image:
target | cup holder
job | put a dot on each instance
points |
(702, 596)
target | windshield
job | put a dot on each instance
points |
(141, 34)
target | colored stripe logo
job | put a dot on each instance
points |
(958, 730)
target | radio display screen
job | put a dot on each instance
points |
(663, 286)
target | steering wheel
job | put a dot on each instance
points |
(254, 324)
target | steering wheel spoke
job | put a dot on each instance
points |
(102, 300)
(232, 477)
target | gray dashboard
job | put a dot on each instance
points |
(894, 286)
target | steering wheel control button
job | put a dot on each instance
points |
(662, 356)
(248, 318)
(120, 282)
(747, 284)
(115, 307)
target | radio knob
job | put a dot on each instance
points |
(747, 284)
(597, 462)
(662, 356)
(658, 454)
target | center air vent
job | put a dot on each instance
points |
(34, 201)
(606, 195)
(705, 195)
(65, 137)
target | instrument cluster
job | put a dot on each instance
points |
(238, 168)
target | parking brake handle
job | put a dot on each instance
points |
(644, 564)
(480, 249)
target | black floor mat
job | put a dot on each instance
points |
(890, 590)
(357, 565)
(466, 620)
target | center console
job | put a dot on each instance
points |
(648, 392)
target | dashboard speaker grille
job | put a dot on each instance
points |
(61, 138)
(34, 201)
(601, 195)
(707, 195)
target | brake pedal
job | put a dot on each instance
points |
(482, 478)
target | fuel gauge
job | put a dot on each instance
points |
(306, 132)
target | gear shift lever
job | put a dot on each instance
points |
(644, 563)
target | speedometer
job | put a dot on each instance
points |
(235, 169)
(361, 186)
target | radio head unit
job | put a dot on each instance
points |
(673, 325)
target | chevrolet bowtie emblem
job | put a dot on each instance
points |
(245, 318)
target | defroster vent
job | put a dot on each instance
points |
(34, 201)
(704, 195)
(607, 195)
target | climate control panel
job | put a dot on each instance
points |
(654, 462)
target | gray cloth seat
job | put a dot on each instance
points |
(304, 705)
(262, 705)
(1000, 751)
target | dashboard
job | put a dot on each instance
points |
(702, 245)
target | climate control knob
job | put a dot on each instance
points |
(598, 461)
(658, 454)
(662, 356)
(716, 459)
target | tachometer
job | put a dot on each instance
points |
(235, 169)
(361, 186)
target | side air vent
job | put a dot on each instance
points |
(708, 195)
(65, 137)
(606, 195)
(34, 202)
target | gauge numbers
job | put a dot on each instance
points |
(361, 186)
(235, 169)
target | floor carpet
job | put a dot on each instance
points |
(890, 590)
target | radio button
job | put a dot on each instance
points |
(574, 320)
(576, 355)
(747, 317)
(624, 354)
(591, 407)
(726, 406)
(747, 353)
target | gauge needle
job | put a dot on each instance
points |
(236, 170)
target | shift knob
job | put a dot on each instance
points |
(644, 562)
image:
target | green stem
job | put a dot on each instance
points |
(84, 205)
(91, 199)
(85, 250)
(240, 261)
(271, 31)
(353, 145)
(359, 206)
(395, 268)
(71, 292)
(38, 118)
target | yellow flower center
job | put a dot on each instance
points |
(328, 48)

____

Work required
Copy every one of the records above, substituting "mark each instance with a dot" for each occurrence of "put a dot on each instance" and keeping everything else the same.

Full output
image:
target | cup holder
job | mark each instance with a dot
points |
(702, 596)
target | windshield
job | mark each instance with a dot
points |
(141, 34)
target | colored stripe logo
job | mark each instance with a dot
points |
(958, 730)
target | radio display screen
job | mark each instance with a dot
points |
(663, 286)
target | steering wheel
job | mark each instance with a dot
points |
(254, 324)
target | steering wheel spoke
job | mark each instance with a dot
points |
(102, 300)
(232, 477)
target | gray dashboard
job | mark each instance with a dot
points |
(894, 286)
target | steering wheel control button
job | mark each instance with a dot
points |
(662, 356)
(248, 318)
(120, 282)
(747, 284)
(115, 307)
target | radio knob
job | mark each instance with a dot
points |
(747, 284)
(597, 462)
(662, 356)
(658, 454)
target | center air vent
job | mark each instance with a dot
points |
(34, 201)
(606, 195)
(705, 195)
(65, 137)
target | instrument cluster
job | mark each instance with a dot
points |
(238, 168)
target | parking brake handle
job | mark each instance with a dot
points |
(644, 564)
(480, 249)
target | black floor mat
job | mark each instance with a dot
points |
(890, 590)
(357, 565)
(466, 620)
target | center console
job | mark each instance with a dot
points |
(648, 392)
target | dashboard speaker grille
job | mark each instance with a dot
points |
(61, 138)
(34, 201)
(601, 195)
(707, 195)
target | brake pedal
job | mark each instance with a dot
points |
(482, 478)
target | fuel gauge
job | mark each instance with a dot
points |
(306, 132)
target | gear shift lever
job | mark each instance with a dot
points |
(644, 563)
target | speedometer
job | mark each instance with a dot
points |
(235, 169)
(361, 186)
target | radio head unit
job | mark each instance with a dot
points |
(673, 325)
target | chevrolet bowtie emblem
job | mark each instance with a dot
points |
(245, 318)
target | defroster vent
job | mark each instance with a dot
points |
(34, 201)
(704, 195)
(607, 195)
target | climate control panel
job | mark each instance with a dot
points |
(654, 462)
target | gray cloth seat
job | mark each instance with a dot
points |
(304, 705)
(262, 705)
(1000, 751)
target | dashboard
job | mark each instance with a dot
points |
(702, 245)
target | climate control knob
job | mark each instance with a dot
points |
(598, 461)
(658, 454)
(662, 356)
(716, 459)
target | tachometer
job | mark each instance with a dot
points |
(235, 169)
(361, 186)
target | side air vent
job | mark each instance with a dot
points |
(708, 195)
(65, 137)
(606, 195)
(34, 202)
target | gauge numbers
job | mark each instance with a dot
points |
(361, 186)
(235, 169)
target | floor carpet
job | mark each instance with a dot
points |
(890, 590)
target | radio button
job | mark each instance with a dot
points |
(574, 320)
(576, 355)
(747, 317)
(624, 354)
(591, 407)
(726, 406)
(747, 353)
target | gauge needle
job | mark each instance with a dot
points |
(236, 170)
target | shift knob
job | mark each instance with a dot
points |
(644, 562)
image:
target | green stem
job | mark each instance with a dot
points |
(84, 205)
(91, 199)
(85, 250)
(240, 261)
(271, 31)
(353, 145)
(359, 206)
(395, 268)
(71, 292)
(38, 118)
target | yellow flower center
job | mark each instance with a dot
points |
(328, 48)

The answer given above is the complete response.